# Start of DATASET EXTRACT

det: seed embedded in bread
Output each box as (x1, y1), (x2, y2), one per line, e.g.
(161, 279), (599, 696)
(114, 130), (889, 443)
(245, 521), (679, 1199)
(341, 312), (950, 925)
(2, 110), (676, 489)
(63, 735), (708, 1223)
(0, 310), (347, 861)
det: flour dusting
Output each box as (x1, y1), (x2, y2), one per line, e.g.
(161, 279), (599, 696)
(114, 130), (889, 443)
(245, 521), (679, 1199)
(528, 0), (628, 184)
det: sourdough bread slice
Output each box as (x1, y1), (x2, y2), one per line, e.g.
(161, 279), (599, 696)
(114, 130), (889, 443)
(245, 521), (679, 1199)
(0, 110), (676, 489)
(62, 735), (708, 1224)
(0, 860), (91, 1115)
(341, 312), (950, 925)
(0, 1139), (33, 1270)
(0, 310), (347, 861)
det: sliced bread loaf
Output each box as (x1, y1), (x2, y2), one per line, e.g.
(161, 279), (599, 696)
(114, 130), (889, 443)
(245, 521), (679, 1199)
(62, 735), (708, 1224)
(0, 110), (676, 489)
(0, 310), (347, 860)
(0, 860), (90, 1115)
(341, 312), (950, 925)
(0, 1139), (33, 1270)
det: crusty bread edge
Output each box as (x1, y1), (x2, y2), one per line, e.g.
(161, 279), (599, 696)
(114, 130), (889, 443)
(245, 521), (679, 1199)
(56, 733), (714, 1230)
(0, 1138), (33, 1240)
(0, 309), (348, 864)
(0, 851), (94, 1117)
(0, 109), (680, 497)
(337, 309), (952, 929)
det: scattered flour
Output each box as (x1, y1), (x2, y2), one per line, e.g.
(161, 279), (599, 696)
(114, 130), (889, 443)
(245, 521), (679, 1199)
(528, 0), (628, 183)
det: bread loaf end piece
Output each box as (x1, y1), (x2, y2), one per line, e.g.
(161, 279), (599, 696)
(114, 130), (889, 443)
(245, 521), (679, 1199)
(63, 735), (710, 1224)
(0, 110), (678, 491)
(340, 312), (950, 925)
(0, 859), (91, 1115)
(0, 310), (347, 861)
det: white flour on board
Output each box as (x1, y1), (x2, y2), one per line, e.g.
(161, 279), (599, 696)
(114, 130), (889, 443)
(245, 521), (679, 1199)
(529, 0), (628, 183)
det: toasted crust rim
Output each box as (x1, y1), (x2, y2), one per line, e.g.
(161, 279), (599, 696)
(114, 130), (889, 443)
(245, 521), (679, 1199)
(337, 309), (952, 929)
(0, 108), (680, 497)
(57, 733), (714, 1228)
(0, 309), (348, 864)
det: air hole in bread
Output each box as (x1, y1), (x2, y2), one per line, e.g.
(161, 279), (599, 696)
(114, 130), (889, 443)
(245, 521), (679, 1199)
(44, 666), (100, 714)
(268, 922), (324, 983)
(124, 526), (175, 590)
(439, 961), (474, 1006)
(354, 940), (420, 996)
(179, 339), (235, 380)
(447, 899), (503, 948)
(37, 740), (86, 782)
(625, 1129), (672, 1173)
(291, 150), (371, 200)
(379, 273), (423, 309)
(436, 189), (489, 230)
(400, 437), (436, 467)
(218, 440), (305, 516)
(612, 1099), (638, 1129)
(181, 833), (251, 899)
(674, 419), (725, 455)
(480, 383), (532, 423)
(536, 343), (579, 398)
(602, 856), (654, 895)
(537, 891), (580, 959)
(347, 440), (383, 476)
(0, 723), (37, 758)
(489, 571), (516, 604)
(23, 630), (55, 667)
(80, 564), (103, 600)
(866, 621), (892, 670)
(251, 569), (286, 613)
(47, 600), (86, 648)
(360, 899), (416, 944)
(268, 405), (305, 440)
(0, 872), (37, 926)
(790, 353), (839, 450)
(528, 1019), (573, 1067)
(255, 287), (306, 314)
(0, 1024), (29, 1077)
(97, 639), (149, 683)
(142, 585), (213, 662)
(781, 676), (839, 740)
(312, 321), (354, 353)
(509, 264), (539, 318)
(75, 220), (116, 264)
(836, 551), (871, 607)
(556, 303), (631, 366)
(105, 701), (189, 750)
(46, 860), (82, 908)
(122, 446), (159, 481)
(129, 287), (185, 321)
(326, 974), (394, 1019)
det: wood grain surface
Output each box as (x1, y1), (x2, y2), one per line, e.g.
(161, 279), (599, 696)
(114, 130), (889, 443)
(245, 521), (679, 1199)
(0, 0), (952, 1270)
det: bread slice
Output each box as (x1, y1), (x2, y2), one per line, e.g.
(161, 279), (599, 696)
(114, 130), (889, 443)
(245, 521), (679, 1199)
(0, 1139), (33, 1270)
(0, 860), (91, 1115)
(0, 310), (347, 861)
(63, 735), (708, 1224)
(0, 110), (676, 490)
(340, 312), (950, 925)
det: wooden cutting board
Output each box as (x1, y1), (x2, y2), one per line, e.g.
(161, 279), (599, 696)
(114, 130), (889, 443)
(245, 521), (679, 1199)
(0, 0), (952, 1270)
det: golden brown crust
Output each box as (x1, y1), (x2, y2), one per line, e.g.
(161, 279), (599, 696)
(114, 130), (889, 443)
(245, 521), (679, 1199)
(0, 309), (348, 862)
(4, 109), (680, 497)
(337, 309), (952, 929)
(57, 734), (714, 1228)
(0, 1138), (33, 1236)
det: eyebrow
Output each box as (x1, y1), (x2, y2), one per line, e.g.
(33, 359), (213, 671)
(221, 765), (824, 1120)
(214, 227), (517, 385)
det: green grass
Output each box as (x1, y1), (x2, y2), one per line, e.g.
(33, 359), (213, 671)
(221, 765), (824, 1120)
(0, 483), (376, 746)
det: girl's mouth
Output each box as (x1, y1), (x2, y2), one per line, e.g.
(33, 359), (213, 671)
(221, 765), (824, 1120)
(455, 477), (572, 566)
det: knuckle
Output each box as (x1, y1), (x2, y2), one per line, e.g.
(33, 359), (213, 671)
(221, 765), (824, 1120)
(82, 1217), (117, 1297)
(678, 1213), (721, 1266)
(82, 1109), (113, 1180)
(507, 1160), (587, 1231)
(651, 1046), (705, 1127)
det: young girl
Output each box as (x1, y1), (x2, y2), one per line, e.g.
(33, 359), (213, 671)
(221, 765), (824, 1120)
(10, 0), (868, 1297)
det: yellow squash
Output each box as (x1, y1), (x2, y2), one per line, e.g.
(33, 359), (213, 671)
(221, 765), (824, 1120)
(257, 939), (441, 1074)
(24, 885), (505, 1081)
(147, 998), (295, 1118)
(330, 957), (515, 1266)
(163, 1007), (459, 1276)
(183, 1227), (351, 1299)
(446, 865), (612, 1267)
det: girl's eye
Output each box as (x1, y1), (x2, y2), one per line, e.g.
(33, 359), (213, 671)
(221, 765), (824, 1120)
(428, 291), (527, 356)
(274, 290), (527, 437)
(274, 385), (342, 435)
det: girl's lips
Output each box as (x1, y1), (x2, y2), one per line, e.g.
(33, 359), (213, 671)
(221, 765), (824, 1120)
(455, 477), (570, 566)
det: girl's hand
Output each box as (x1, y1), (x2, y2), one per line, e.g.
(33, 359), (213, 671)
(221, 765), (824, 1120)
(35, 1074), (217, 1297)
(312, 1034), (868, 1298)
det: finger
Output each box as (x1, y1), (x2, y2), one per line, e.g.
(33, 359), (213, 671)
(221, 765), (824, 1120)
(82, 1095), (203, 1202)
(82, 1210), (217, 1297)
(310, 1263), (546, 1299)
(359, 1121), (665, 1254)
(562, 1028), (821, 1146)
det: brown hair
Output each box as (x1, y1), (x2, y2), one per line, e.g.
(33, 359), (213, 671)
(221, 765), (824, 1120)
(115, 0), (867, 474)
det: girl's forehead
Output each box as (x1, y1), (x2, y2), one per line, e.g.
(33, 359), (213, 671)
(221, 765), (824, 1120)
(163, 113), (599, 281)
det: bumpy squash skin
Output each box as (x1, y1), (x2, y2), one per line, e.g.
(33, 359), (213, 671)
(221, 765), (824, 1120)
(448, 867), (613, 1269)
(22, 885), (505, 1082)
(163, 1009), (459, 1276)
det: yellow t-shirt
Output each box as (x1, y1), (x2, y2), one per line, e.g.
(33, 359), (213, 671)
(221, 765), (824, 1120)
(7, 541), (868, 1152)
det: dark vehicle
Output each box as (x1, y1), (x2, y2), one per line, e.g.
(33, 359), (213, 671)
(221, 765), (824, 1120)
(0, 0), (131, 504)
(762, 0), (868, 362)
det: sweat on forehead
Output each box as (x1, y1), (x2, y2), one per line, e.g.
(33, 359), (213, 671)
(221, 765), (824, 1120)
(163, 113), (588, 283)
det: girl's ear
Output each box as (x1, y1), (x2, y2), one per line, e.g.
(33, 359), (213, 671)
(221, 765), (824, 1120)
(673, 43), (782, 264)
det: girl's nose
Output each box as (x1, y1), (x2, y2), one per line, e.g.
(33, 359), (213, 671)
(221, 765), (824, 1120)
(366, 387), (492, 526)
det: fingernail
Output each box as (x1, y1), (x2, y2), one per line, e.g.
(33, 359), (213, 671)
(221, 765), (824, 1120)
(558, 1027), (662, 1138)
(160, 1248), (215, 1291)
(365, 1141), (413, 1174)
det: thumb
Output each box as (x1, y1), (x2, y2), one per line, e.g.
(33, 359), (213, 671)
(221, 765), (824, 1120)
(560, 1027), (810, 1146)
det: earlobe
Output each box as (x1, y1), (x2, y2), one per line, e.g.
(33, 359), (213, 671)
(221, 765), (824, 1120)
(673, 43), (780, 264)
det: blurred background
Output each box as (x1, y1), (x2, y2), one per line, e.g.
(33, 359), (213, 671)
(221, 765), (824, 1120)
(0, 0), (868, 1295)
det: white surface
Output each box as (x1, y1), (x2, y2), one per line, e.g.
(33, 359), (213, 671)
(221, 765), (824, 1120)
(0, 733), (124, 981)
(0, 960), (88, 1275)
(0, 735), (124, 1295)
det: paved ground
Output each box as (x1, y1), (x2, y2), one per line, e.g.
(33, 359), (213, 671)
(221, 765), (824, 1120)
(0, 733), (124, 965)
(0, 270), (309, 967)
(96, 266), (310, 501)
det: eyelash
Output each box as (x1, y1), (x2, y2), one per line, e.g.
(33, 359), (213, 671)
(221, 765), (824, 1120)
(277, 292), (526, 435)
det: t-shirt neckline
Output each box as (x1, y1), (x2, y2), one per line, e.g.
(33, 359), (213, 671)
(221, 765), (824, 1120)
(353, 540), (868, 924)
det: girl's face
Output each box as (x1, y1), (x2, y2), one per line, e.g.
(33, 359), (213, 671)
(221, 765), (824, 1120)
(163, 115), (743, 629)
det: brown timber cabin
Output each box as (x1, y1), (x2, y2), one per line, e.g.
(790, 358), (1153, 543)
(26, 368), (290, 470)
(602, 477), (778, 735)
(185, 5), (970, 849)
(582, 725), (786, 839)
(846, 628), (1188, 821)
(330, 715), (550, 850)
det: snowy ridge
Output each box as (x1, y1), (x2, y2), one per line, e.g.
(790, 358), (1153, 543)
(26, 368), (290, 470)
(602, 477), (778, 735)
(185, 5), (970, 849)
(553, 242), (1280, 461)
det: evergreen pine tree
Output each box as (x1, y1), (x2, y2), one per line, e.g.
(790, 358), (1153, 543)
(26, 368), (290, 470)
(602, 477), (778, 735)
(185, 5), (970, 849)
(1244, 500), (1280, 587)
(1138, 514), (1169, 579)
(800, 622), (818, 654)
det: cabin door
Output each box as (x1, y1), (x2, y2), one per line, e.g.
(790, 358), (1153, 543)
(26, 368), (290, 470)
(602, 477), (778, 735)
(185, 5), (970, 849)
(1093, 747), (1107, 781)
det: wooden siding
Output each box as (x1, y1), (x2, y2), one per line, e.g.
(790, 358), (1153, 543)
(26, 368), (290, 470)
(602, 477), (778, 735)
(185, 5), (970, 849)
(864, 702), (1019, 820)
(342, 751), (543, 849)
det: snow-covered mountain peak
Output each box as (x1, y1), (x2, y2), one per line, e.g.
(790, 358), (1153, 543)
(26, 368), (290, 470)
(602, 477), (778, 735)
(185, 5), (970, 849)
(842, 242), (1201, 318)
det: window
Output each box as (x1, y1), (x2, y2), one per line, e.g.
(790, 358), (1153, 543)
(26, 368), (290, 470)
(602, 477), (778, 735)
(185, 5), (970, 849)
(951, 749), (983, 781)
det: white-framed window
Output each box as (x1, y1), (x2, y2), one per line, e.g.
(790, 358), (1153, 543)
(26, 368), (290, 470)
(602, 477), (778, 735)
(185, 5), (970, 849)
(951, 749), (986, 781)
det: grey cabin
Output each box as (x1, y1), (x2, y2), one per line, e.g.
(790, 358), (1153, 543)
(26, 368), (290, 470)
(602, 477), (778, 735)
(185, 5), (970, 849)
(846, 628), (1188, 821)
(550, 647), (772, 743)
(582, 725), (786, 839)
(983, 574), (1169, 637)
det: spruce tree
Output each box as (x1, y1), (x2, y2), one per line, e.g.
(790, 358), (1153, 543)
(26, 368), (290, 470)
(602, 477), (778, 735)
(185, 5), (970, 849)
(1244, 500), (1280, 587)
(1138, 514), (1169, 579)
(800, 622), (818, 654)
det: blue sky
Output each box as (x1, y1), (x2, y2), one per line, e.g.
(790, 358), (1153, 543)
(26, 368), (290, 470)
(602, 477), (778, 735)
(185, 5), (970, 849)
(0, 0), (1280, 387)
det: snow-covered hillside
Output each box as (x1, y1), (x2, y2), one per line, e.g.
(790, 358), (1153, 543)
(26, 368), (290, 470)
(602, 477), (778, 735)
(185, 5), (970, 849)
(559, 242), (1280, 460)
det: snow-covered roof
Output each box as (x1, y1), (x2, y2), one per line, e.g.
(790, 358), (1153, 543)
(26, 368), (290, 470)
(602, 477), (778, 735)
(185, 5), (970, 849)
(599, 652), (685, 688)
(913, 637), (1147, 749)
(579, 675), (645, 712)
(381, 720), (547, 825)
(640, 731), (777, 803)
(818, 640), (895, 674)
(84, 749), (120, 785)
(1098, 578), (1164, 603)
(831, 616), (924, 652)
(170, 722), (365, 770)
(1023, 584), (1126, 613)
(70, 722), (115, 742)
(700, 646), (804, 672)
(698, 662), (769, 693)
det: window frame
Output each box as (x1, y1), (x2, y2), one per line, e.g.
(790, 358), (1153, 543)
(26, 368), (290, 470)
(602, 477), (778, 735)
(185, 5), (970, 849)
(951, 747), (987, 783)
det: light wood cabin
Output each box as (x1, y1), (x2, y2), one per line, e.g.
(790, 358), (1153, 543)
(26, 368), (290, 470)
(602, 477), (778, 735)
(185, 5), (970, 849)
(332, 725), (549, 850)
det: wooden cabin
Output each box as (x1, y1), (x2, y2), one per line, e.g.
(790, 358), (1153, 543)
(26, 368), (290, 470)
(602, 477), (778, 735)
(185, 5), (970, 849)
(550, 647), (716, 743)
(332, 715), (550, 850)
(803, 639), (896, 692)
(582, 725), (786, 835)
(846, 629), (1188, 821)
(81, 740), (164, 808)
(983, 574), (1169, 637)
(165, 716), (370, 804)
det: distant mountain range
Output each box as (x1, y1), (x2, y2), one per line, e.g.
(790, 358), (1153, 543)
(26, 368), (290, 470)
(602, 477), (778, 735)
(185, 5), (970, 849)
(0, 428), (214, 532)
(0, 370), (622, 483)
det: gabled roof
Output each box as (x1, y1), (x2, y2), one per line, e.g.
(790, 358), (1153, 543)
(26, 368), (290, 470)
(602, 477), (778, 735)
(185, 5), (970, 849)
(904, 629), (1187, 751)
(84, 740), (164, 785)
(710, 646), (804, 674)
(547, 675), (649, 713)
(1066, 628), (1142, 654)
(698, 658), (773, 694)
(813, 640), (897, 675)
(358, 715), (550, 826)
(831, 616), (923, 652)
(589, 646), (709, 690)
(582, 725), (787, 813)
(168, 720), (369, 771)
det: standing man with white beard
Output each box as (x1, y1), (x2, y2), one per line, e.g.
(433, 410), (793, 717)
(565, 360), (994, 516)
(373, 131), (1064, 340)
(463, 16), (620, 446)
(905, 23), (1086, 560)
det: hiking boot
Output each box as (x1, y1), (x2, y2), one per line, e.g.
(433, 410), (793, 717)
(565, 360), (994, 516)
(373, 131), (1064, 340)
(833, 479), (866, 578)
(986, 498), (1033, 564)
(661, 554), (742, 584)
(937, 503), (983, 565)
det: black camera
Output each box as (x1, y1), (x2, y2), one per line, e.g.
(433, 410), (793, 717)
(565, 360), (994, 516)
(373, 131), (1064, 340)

# End of DATASET EXTRACT

**WHAT IS NEEDED**
Put the lines from the one containing "det: bumpy squash skin" through the one containing "(762, 0), (868, 362)", both included, into a numbered list with any blank lines omitted.

**COMPLETED TASK**
1. det: bumpy squash skin
2. Output each box as (x1, y1), (x2, y2), one per line, e.g.
3. (33, 359), (213, 671)
4. (221, 765), (824, 1120)
5. (448, 867), (613, 1269)
6. (22, 885), (505, 1082)
7. (163, 1009), (459, 1276)
8. det: yellow t-shirt
9. Output each box as (x1, y1), (x2, y2), one per line, e.g.
10. (33, 359), (213, 671)
11. (221, 765), (824, 1120)
12. (7, 541), (868, 1152)
13. det: dark vehicle
14. Output each box as (x1, y1), (x2, y2), one per line, e.g.
15. (33, 359), (213, 671)
16. (221, 765), (824, 1120)
17. (0, 0), (131, 504)
18. (762, 0), (868, 362)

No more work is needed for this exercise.